**YOUR TASKS:**
**1.** In the mouse milk article, who runs the dairy?
**2.** Reproduce the mouse milk article word for word, from "Make Money Selling" to "for Mouse Dairy.".

═══ READING TEXT

Make Money Selling Mouse Milk!
Posted by Shirley Twofeathers in milk, science
MOUSE MILK $10,000 a quart
Here's the article from the Dec 1947 Mechanix Illustrated:
THE Columbia University medical school has given M. D. degrees to 3,000 assorted black and white mice. The M. D. stands for Mouse Dairy.
Elsie the Borden cow would probably look down the side of her dainty nose at Juniper the Columbia Mouse because of the latter’s scanty milk output. Juniper yields a mere cubic centimeter every few months and the entire kit and kaboodle of 3,000 is good for only two quarts a year. Elsie can sniff but Juniper, in her academic robe and rakish mortarboard, can snub right back because Elsie just isn’t in her social class. Far from being a poor church mouse, Juniper and her sisters and cousins and aunts give up what is probably the most expensive liquid in the country today. It costs $20,000 for the two-quart output, the price of maintaining the dairy for a year.
From Elsie’s standards the dairy would be a flop, for the “cowshed” is a smallish, antiseptic-smelling laboratory on the 15th floor of the College of Physicians and Surgeons overlooking the Hudson River; the milking machine is a tiny pump which Elsie could crush with a swish of her tail; and the “dairymaid” is a bespectacled scientist in an acid-stained smock.
But Dr. Samuel Graff, boss of the dairy, knows better. He knows that Juniper and her herd are supplying scientists with a new tool With which to pry open the deadly secret of cancer.

══════
═══ RECORDS

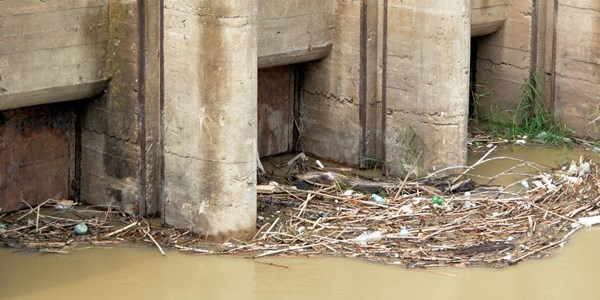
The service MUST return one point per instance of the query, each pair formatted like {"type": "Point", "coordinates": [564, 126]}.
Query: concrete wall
{"type": "Point", "coordinates": [575, 86]}
{"type": "Point", "coordinates": [49, 51]}
{"type": "Point", "coordinates": [210, 123]}
{"type": "Point", "coordinates": [557, 43]}
{"type": "Point", "coordinates": [37, 155]}
{"type": "Point", "coordinates": [427, 84]}
{"type": "Point", "coordinates": [120, 130]}
{"type": "Point", "coordinates": [293, 31]}
{"type": "Point", "coordinates": [53, 51]}
{"type": "Point", "coordinates": [504, 62]}
{"type": "Point", "coordinates": [332, 89]}
{"type": "Point", "coordinates": [487, 16]}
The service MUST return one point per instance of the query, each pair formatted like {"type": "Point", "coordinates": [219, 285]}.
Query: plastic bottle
{"type": "Point", "coordinates": [378, 199]}
{"type": "Point", "coordinates": [437, 200]}
{"type": "Point", "coordinates": [404, 232]}
{"type": "Point", "coordinates": [368, 237]}
{"type": "Point", "coordinates": [468, 202]}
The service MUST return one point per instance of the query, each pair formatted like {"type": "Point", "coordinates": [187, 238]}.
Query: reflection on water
{"type": "Point", "coordinates": [140, 273]}
{"type": "Point", "coordinates": [136, 273]}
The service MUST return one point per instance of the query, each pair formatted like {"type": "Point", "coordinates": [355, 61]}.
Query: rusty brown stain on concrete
{"type": "Point", "coordinates": [36, 154]}
{"type": "Point", "coordinates": [275, 110]}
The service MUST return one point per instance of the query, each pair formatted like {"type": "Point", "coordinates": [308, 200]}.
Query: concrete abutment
{"type": "Point", "coordinates": [182, 95]}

══════

**RESPONSES IN ORDER:**
**1.** Dr. Samuel Graff runs the dairy.

**2.**
Make Money Selling Mouse Milk!
Posted by Shirley Twofeathers in milk, science
MOUSE MILK $10,000 a quart
Here's the article from the Dec 1947 Mechanix Illustrated:
THE Columbia University medical school has given M. D. degrees to 3,000 assorted black and white mice. The M. D. stands for Mouse Dairy.